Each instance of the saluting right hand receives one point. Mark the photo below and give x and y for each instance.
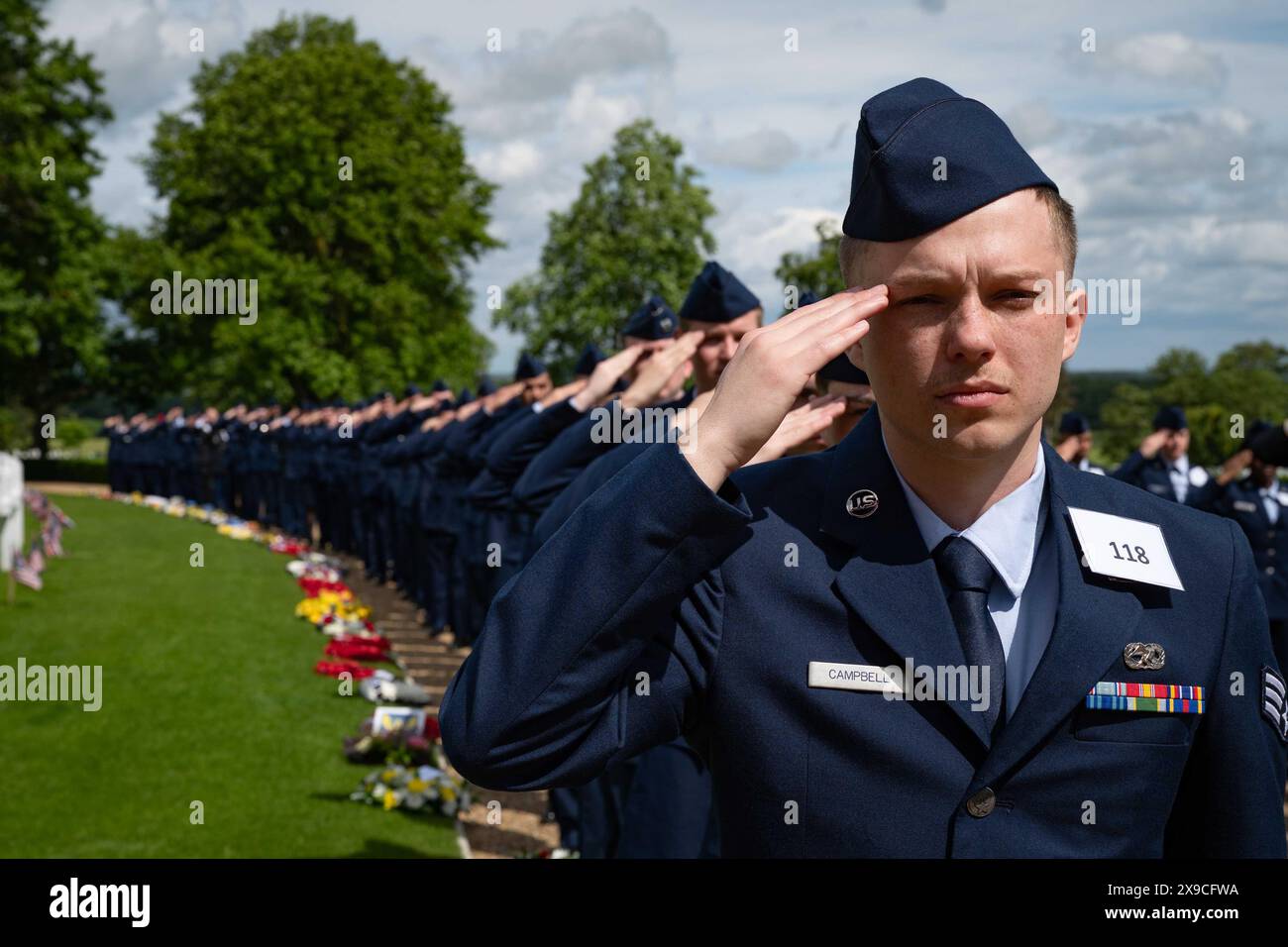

* * *

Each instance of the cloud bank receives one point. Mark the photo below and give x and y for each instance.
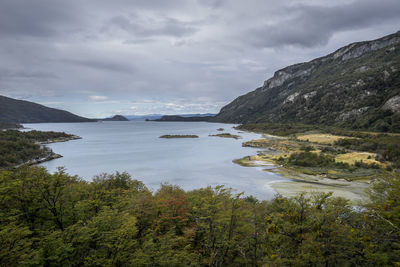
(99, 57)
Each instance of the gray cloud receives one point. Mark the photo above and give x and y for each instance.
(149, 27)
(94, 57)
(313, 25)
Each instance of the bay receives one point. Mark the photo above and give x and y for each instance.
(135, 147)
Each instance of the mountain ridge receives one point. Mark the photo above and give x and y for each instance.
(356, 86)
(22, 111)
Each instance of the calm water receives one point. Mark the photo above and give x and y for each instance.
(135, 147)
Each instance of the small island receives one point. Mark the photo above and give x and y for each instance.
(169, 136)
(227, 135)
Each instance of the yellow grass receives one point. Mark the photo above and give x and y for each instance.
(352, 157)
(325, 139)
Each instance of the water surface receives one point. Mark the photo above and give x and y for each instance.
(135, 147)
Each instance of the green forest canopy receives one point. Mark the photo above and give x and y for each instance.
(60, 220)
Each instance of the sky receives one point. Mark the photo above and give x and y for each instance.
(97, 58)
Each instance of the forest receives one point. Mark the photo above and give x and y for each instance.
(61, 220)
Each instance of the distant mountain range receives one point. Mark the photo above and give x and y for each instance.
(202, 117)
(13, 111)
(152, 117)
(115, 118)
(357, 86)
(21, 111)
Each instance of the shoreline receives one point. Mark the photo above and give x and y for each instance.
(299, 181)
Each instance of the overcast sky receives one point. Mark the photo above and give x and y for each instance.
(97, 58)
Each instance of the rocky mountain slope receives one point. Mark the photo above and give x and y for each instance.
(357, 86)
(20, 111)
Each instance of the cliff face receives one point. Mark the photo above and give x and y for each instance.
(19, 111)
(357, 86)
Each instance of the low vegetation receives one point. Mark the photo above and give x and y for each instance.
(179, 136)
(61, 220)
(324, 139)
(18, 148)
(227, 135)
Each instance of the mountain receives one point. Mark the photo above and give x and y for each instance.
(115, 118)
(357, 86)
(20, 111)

==

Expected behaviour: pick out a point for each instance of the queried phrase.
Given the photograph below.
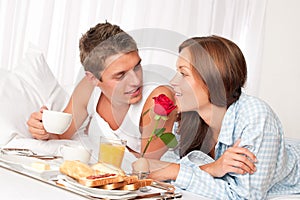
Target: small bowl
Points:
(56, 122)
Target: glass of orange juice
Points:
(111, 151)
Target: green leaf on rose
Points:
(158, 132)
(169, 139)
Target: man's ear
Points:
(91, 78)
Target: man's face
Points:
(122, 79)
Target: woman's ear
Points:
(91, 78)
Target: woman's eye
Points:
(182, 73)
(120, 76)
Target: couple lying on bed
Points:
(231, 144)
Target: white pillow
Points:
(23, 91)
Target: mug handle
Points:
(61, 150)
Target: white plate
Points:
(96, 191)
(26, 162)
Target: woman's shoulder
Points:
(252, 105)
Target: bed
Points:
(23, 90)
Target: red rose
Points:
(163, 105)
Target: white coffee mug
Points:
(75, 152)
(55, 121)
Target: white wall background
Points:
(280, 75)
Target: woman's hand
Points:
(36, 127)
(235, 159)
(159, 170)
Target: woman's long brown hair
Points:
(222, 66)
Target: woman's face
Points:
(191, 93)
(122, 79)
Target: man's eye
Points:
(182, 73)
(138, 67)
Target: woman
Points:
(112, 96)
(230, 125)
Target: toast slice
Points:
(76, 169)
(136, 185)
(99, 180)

* _Prompt_:
Filter the entries above and copy only the lines that hold "white".

* _Output for this task_:
Target: white pillow
Target: white plate
Target: white coffee mug
Target: white wall background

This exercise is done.